DATA EXTRACT -
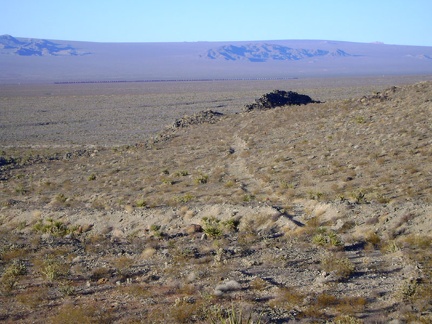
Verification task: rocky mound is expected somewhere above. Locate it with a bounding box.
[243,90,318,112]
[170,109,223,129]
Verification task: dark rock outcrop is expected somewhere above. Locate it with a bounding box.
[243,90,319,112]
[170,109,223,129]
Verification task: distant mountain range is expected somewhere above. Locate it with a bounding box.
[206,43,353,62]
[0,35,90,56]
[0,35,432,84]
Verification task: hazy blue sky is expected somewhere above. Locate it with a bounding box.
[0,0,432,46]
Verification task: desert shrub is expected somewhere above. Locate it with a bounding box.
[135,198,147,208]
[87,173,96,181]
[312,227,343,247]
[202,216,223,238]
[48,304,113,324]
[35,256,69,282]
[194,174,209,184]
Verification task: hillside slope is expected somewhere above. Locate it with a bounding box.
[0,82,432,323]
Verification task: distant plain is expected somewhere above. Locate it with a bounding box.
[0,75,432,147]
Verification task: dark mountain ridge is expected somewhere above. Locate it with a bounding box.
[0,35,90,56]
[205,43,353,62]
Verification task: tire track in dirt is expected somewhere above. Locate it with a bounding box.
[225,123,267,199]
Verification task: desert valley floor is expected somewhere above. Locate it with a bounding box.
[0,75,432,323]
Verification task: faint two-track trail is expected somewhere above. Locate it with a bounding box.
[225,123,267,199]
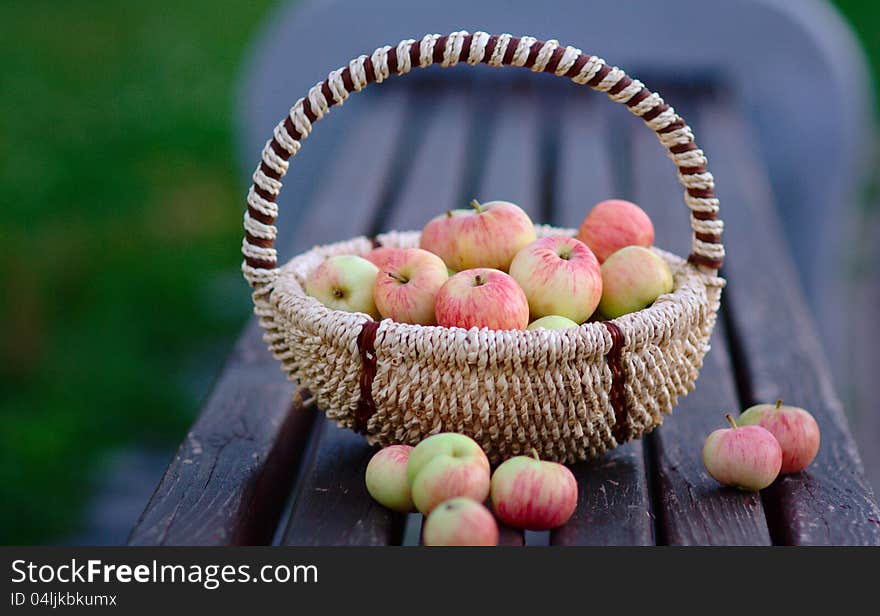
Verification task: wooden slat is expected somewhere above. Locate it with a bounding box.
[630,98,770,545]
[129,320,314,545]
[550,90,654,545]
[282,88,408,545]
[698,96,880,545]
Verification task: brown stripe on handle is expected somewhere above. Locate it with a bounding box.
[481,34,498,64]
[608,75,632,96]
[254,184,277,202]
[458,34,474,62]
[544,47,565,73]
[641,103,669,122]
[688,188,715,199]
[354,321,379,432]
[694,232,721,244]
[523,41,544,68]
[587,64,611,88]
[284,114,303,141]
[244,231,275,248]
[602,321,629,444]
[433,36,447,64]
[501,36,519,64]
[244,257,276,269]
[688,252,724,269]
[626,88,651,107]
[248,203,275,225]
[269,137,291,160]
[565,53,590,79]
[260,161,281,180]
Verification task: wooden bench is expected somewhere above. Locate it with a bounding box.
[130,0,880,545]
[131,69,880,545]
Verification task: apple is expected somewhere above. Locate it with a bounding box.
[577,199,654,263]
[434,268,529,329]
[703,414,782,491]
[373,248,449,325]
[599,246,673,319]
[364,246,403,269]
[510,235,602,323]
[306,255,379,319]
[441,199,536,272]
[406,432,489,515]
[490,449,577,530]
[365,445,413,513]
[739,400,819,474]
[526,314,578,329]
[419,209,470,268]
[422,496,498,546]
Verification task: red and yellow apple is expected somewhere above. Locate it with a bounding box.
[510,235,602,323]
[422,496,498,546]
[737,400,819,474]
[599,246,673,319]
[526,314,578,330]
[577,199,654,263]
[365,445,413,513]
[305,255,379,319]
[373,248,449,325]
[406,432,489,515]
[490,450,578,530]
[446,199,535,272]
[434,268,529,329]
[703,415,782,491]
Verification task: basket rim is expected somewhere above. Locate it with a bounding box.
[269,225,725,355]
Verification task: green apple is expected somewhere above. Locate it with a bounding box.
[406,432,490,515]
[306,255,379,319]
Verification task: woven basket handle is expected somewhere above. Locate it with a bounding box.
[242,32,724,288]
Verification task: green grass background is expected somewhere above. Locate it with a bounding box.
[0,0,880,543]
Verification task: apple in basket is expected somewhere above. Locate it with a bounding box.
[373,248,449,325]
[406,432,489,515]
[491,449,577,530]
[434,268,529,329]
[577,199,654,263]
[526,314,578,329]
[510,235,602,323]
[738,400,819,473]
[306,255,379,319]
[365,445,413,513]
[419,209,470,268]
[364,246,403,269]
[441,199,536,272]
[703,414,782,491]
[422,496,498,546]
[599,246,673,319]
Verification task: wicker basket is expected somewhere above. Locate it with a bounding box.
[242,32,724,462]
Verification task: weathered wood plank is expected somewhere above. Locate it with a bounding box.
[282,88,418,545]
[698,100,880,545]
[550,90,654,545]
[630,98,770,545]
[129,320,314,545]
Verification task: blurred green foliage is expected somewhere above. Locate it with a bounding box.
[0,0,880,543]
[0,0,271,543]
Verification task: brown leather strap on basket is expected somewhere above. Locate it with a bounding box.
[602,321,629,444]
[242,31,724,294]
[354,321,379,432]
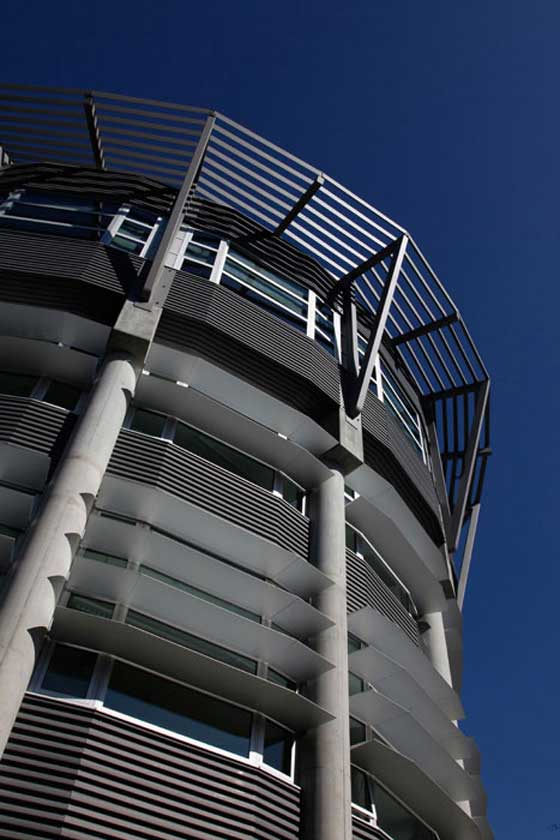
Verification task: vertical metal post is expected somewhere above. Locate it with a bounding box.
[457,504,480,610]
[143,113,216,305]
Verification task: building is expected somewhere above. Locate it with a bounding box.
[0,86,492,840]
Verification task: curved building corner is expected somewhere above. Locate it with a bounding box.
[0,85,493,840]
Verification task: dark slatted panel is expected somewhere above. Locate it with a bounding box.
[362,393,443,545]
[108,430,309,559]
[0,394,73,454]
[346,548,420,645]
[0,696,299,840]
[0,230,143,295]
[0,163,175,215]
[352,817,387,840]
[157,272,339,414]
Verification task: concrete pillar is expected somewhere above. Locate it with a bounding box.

DIRECTIVE -
Retype every line of the records above word for word, and leave the pictures out of your answer.

TASK RESPONSE -
Verification task: rocky mound is expected somewhere above. Locate it with a bounding box.
[243,90,318,112]
[170,109,223,129]
Verification task: dark rock outcrop is expected somewhere above. Locate it with a bounding box.
[243,90,319,112]
[170,109,223,129]
Verification task: distant mountain range is expected somewhere above. Locate it with a bounding box.
[206,43,353,62]
[0,35,90,56]
[0,35,432,84]
Verification task: hazy blue sky is expected somewhere above. Locate it with a bounding box.
[0,0,432,46]
Verification task: desert shrub is expected somewhere above. Locate it with a bounding box.
[135,198,147,208]
[87,173,96,181]
[312,227,343,247]
[202,216,223,238]
[48,304,113,324]
[35,256,69,282]
[194,174,209,184]
Verification task: hillside slope is expected somewhere above. Locate it with a bounding box.
[0,82,432,323]
Verification task: distant plain is expected somewhere above. Locate it with a bounding box.
[0,75,432,147]
Verification task: dark mountain ridge is expected somewhere above. Locate it with a bounding box.
[0,35,90,56]
[205,43,353,62]
Verification task: tire track in dirt is expected somewhere above. Locate it with a bounding box.
[225,123,267,199]
Verification task: desert valley floor is expected somewhere above. Locate it with a bounding box.
[0,75,432,323]
Verification task: faint two-track trail is expected somewhere above. Locate it with a bounding box.
[225,123,267,199]
Verification task: wooden slat is expected somewhere above. Locate it with a bounding box.
[630,98,770,545]
[129,320,314,545]
[550,90,654,545]
[282,88,408,545]
[698,96,880,545]
Verification task: brown stripe on handle is expected somewhere above. Locate it with a bounding box.
[481,34,498,64]
[608,75,632,96]
[254,184,277,202]
[458,34,474,62]
[544,47,565,73]
[641,103,669,122]
[688,188,715,199]
[354,321,379,432]
[694,232,721,244]
[523,41,544,68]
[587,64,611,88]
[284,114,303,141]
[244,231,275,248]
[602,321,629,444]
[433,36,447,64]
[501,36,519,64]
[244,257,276,269]
[688,252,724,269]
[626,88,651,107]
[248,203,275,225]
[269,137,291,160]
[565,53,590,79]
[260,161,281,180]
Verification task: wooden bench is expected somewhere above. Locate it with a bounding box.
[130,0,880,545]
[131,69,880,545]
Verification task: apple is expected somewhere above. Locate it with a bounding box.
[577,199,654,263]
[434,268,529,329]
[703,414,782,491]
[373,248,449,325]
[599,246,673,319]
[364,246,403,269]
[510,235,602,323]
[306,255,379,319]
[441,199,536,272]
[406,432,489,515]
[490,449,577,530]
[365,445,413,513]
[739,400,819,474]
[526,314,578,329]
[419,209,470,268]
[422,496,498,546]
Verification task: red and yellow apple is expected somewhere above. Locate it with a bounding box.
[510,235,602,323]
[422,496,498,546]
[737,400,819,474]
[599,246,673,319]
[526,314,578,330]
[577,199,654,263]
[365,445,413,513]
[305,255,379,319]
[373,248,449,325]
[406,432,489,515]
[490,450,578,530]
[446,199,535,272]
[434,268,529,329]
[703,415,782,491]
Verification task: basket rim is expected somewhere above. Locate it with a bounding box.
[269,225,725,355]
Verification task: green apple is expected somewhere above. Locate it with a bounding box.
[406,432,490,515]
[306,255,379,319]
Verification task: woven basket handle is expected somewhere above. Locate it with a bounding box.
[242,32,724,288]
Verification task: green grass background is expected somewhere above. Locate it with a bounding box.
[0,0,880,543]
Verification task: apple in basket is expected somewhere above. Locate it with a bounding box.
[373,248,449,325]
[406,432,489,515]
[491,449,577,530]
[434,268,529,329]
[577,199,654,263]
[526,314,578,329]
[510,235,602,323]
[738,400,819,473]
[306,255,379,319]
[365,445,413,513]
[419,209,470,268]
[364,246,403,269]
[441,199,536,272]
[703,414,782,491]
[422,496,498,546]
[599,246,673,319]
Verification task: wicker basket is expected somewhere above. Locate it with a bounding box.
[242,32,724,462]
Verification task: weathered wood plank is expected somewhere above. Locate it with a bounding box.
[282,88,418,545]
[698,100,880,545]
[550,90,654,545]
[630,98,770,545]
[129,320,314,545]
Verification task: blurred green foliage is expected somewhere above. Locate it with a bounding box.
[0,0,880,543]
[0,0,271,543]
Verification task: brown leather strap on basket is expected somewhere above. Locate it with a bounding box.
[602,321,629,444]
[242,31,724,294]
[354,321,379,432]
Verification task: vertical metal post is expected somewhere above. Locate it with a bounding box.
[457,504,480,610]
[143,113,216,305]
Verification task: building is expected somewhere above. Locate it with a bounding box.
[0,86,492,840]
Verification task: curved building corner is expected somewhere above. Locate it with a bounding box.
[0,85,493,840]
Verification task: dark slatted panel is expected somewhere above. Locate it with a bounding box.
[362,393,443,545]
[108,430,309,559]
[0,394,73,454]
[346,548,420,645]
[0,696,299,840]
[0,230,143,295]
[0,163,175,215]
[352,817,387,840]
[157,272,339,414]
Verification task: concrete pillar is expected somewhere above. Locate it with a bounding box.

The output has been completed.